The article was part of a series about Milestone Cars and the Milestone Car Society, which I joined at that time. The publications and articles were amazing. Somehow it appears, despite your best efforts, that the MCS has withered. What happened and what remains of it? Still seems like a great idea. Very much appreciate your many incredible contributions to the collectible car community.
John, thanks for the kind words. I put my money where my mouth was and also had a ’48 Custom Eight (named “Fat Albert”), but never had the money to restore it. But now I own a ’50 Eight coupe with only 50,000 miles, smooth as silk and a great road car, though without that massive 356 straight eight. See cover story in “The Packard Cormorant” a year ago.
We started the Milestone Car Society as an ecumenical all-makes club for distinctive post-WW2 cars, a kind of continuation of the Classic Car Club for prewar greats. It worked for awhile, but the one-make clubs were fast improving, and collectors of postwar cars tended to be more one-make-minded than we thought. “It seemed like a good idea at the time.”—RML
I work for a lab that melts down gold for the purpose of recycling to the Royal Canadian Mint. We usually get broken jewelry but I came across this 22ct gold Winston Churchill medallion. Not sure what to do with it. Do you know anything about this artifact? Any advice?

**RECORD EXCERPTS:**
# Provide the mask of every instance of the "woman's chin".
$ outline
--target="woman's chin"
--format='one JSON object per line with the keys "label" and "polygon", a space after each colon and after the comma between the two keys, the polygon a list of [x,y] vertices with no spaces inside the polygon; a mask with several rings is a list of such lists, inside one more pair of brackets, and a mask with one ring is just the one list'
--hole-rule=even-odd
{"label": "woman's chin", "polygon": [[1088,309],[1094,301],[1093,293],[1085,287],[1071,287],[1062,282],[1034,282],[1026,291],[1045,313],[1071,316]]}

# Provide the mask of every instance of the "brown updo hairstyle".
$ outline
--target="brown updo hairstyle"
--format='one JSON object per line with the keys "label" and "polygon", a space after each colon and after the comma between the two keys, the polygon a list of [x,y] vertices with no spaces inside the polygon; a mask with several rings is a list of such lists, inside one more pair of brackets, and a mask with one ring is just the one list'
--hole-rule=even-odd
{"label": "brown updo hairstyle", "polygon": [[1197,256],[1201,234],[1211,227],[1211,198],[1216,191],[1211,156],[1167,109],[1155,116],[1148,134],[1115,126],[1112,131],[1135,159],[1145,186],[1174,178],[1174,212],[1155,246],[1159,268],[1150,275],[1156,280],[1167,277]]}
---
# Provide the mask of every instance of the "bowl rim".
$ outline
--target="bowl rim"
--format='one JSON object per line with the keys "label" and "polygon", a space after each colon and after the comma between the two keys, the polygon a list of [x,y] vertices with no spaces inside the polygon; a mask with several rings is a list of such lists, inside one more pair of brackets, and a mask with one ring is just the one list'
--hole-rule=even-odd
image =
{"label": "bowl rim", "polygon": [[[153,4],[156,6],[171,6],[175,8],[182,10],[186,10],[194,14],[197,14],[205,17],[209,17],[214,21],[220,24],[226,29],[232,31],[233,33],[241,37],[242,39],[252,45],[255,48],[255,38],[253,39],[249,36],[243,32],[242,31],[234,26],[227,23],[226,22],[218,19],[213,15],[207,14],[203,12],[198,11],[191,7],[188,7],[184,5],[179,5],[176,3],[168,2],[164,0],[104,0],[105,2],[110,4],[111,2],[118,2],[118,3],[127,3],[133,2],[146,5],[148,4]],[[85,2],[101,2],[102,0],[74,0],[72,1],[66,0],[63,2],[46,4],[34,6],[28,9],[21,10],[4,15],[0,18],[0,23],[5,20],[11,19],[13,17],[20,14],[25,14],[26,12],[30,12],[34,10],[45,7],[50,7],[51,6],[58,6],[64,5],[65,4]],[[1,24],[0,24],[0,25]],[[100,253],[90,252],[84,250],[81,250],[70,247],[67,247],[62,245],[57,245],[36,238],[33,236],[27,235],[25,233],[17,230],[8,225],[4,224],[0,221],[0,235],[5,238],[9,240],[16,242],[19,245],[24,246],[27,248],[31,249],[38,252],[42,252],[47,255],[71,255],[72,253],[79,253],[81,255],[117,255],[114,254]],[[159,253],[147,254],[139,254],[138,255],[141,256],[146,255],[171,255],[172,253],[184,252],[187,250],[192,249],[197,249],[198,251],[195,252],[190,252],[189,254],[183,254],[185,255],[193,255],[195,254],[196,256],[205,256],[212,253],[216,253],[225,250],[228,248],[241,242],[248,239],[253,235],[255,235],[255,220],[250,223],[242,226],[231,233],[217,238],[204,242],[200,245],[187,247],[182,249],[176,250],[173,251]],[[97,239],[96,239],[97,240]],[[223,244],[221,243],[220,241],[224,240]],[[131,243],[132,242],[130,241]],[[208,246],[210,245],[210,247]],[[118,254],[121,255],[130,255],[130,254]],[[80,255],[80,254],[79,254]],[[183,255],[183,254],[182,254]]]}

**TASK REQUIREMENTS:** Retype the Milestone Car Society text from "John, thanks for" up to and including "a year ago.". The items have no connection to the Milestone Car Society text.

**RESULT FOR THIS EXERCISE:**
John, thanks for the kind words. I put my money where my mouth was and also had a ’48 Custom Eight (named “Fat Albert”), but never had the money to restore it. But now I own a ’50 Eight coupe with only 50,000 miles, smooth as silk and a great road car, though without that massive 356 straight eight. See cover story in “The Packard Cormorant” a year ago.